Reproduce the data below word for word, from its first line through the line that contains "column 242, row 232", including both of those lines.

Stored data entries:
* * *

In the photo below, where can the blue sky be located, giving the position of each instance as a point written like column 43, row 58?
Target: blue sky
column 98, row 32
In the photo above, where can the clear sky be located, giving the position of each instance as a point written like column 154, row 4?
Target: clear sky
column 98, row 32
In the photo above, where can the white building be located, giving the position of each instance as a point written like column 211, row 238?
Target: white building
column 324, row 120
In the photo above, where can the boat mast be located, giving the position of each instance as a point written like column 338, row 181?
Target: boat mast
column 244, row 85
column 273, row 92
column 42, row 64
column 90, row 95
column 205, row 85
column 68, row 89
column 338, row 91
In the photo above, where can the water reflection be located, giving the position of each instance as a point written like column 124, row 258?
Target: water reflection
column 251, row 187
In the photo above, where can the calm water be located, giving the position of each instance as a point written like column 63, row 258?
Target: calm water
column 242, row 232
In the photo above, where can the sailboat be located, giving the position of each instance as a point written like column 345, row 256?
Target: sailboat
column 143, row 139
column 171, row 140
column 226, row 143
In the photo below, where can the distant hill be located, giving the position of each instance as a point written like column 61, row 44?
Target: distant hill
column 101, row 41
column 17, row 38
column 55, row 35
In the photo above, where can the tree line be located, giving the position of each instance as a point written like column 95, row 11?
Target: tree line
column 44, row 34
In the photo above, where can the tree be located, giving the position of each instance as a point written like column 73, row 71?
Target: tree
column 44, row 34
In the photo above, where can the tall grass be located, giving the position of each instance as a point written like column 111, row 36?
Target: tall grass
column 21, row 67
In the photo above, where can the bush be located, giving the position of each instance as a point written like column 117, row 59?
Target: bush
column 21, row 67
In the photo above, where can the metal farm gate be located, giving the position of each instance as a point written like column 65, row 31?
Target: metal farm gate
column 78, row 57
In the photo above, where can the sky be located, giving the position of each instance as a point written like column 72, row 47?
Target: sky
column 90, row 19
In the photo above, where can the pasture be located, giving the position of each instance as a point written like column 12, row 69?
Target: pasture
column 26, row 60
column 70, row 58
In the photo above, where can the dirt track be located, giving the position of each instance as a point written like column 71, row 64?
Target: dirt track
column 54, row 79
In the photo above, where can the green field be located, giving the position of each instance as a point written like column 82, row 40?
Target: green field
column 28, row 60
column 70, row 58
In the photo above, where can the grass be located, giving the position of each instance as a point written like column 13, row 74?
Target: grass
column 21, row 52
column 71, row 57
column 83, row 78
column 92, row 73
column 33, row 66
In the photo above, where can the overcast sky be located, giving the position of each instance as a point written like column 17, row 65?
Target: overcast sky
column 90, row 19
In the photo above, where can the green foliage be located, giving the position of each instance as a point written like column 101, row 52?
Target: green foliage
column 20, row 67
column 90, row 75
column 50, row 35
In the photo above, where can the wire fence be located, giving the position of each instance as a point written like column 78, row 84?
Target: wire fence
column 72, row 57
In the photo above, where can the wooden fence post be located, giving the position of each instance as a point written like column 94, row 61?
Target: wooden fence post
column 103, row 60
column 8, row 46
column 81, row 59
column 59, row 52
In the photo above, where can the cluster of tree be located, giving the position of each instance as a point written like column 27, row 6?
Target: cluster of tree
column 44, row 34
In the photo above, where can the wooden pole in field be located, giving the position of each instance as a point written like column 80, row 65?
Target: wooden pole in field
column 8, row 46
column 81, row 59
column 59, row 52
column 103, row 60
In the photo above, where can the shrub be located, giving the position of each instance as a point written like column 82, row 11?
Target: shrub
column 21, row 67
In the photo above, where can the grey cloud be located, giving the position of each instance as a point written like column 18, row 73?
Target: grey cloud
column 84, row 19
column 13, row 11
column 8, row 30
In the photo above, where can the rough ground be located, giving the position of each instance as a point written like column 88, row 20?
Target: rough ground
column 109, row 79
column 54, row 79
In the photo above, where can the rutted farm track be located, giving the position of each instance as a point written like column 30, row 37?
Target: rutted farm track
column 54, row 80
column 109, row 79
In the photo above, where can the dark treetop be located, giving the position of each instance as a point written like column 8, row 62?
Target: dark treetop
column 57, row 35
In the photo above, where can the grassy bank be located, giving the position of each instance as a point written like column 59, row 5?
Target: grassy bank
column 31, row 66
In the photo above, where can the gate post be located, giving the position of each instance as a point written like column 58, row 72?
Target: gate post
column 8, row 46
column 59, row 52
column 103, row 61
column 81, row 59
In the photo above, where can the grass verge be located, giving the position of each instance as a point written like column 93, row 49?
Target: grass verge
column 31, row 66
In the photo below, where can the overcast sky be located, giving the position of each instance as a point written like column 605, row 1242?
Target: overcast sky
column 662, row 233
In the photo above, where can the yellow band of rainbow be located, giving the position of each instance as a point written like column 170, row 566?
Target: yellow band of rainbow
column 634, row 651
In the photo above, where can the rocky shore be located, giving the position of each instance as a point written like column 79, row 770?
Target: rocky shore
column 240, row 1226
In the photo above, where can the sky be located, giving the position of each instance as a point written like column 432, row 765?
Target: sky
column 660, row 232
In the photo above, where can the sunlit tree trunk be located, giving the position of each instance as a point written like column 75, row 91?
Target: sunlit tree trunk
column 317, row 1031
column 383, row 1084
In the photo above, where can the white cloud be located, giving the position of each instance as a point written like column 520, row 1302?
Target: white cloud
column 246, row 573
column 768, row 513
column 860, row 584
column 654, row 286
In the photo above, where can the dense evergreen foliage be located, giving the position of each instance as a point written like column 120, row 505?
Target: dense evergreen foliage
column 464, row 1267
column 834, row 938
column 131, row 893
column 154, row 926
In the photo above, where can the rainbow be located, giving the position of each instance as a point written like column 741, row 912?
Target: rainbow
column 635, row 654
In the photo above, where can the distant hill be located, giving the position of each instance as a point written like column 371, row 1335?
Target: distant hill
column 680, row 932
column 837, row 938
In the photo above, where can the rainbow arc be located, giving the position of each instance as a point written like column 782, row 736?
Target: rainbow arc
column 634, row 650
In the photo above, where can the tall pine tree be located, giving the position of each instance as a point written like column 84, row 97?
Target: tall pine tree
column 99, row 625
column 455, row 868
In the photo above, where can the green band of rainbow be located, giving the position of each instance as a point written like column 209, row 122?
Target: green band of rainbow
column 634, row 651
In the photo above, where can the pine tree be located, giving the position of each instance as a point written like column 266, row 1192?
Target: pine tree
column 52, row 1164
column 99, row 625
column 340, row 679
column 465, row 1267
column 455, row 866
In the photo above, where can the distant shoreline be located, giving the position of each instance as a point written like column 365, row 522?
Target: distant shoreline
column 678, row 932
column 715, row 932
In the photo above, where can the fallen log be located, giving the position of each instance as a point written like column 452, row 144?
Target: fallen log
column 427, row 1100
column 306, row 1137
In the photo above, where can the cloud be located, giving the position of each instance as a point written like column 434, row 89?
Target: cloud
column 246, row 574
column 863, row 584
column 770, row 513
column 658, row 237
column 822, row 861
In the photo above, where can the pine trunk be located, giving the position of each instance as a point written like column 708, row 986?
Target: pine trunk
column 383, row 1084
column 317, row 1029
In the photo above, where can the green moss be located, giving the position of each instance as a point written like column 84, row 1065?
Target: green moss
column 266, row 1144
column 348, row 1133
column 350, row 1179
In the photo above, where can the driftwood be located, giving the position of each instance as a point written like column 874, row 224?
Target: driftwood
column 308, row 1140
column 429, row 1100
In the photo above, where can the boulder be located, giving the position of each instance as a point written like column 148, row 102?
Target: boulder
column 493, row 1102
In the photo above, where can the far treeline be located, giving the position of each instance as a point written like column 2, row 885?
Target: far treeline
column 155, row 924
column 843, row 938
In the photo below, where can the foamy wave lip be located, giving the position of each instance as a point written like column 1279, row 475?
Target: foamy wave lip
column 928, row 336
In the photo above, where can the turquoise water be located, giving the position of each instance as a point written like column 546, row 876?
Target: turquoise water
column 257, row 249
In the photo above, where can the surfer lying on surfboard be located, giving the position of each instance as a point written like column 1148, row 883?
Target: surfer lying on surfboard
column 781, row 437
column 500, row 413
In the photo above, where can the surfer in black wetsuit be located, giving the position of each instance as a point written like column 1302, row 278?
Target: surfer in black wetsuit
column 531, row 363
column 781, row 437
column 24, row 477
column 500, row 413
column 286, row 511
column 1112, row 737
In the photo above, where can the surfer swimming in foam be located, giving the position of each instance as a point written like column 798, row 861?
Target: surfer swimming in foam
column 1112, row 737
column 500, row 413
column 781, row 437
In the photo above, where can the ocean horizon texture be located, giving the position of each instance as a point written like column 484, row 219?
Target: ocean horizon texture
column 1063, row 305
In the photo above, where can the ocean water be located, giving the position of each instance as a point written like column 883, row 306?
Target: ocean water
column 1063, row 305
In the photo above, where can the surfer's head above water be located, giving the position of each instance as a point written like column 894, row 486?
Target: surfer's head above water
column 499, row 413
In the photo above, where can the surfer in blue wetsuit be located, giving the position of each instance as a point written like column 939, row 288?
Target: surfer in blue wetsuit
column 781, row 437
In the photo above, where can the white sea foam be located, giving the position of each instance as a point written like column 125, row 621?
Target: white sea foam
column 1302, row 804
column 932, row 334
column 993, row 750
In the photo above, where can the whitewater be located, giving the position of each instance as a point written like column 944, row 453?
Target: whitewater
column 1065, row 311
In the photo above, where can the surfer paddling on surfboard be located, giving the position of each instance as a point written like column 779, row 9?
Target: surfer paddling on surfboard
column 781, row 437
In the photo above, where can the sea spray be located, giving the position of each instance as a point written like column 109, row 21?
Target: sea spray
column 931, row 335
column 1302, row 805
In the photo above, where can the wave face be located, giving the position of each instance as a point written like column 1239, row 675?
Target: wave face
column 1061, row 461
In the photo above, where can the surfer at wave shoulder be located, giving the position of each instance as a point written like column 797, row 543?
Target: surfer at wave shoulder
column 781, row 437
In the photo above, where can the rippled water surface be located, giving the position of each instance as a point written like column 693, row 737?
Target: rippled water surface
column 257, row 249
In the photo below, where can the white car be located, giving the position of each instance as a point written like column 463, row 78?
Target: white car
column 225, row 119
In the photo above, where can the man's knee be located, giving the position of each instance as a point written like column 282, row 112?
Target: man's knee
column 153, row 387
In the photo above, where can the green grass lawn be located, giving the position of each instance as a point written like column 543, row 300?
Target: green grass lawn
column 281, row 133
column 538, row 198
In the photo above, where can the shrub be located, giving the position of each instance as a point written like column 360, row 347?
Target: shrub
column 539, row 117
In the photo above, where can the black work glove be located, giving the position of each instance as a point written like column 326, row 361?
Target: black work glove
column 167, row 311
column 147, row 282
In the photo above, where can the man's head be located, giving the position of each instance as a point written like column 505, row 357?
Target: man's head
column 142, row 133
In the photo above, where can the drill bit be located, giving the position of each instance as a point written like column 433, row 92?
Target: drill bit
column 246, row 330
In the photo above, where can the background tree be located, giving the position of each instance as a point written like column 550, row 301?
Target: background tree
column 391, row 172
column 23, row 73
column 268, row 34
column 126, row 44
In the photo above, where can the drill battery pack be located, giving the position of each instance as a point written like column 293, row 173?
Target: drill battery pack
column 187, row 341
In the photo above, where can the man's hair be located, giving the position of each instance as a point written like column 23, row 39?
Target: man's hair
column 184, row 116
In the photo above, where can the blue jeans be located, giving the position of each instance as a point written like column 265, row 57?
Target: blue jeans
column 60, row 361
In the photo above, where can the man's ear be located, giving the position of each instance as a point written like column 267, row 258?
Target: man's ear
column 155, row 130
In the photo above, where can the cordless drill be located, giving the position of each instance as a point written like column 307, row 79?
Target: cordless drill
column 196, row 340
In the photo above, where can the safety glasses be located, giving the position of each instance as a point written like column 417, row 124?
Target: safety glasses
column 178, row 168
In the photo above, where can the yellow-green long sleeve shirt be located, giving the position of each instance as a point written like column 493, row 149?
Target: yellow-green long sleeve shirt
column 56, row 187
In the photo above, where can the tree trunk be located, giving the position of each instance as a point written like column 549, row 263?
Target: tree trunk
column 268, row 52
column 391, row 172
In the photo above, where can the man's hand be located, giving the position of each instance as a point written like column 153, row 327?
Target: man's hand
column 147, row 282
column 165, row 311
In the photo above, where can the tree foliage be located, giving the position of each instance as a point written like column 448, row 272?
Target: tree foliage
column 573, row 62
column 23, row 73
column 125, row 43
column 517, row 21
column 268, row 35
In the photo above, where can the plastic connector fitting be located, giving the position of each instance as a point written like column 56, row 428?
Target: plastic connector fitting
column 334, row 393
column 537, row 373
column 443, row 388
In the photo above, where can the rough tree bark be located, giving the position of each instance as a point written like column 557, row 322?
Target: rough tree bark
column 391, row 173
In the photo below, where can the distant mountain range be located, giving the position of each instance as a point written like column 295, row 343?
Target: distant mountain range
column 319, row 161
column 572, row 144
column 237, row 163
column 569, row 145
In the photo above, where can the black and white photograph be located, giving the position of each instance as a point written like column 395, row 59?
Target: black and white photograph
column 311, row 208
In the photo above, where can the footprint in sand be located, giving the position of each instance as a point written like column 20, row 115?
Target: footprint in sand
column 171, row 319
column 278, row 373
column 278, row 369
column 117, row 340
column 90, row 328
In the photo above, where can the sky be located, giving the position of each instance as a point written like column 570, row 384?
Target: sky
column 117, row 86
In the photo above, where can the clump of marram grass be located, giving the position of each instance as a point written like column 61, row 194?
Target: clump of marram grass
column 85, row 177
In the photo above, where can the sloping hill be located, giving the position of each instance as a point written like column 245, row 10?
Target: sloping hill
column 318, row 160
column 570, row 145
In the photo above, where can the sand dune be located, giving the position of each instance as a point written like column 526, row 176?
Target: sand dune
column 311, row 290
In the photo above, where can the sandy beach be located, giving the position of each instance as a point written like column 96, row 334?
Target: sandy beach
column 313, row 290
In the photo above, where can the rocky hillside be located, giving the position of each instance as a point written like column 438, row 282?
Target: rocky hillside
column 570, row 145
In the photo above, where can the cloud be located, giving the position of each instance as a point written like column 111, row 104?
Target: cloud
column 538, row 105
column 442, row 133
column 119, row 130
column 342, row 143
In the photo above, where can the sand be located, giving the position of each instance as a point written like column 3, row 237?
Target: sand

* * *

▶ _SOLUTION_:
In the photo below, where can the blue sky be located, giving the position of each instance as a point written like column 43, row 58?
Target: blue sky
column 98, row 32
In the photo above, where can the clear sky be located, giving the position of each instance as a point written like column 154, row 4?
Target: clear sky
column 98, row 32
In the photo above, where can the white building be located, giving the position of each instance as a point written like column 211, row 238?
Target: white building
column 324, row 120
In the photo above, where can the boat mast be located, giving the position of each instance as a point written like column 338, row 181?
Target: boat mast
column 244, row 85
column 273, row 92
column 42, row 64
column 90, row 95
column 205, row 85
column 68, row 89
column 338, row 91
In the photo above, where can the water reflection be located, giving the position of each instance as a point written like column 124, row 258?
Target: water reflection
column 251, row 187
In the photo above, where can the calm water be located, giving the position of each instance as a point written like column 63, row 258?
Target: calm water
column 242, row 232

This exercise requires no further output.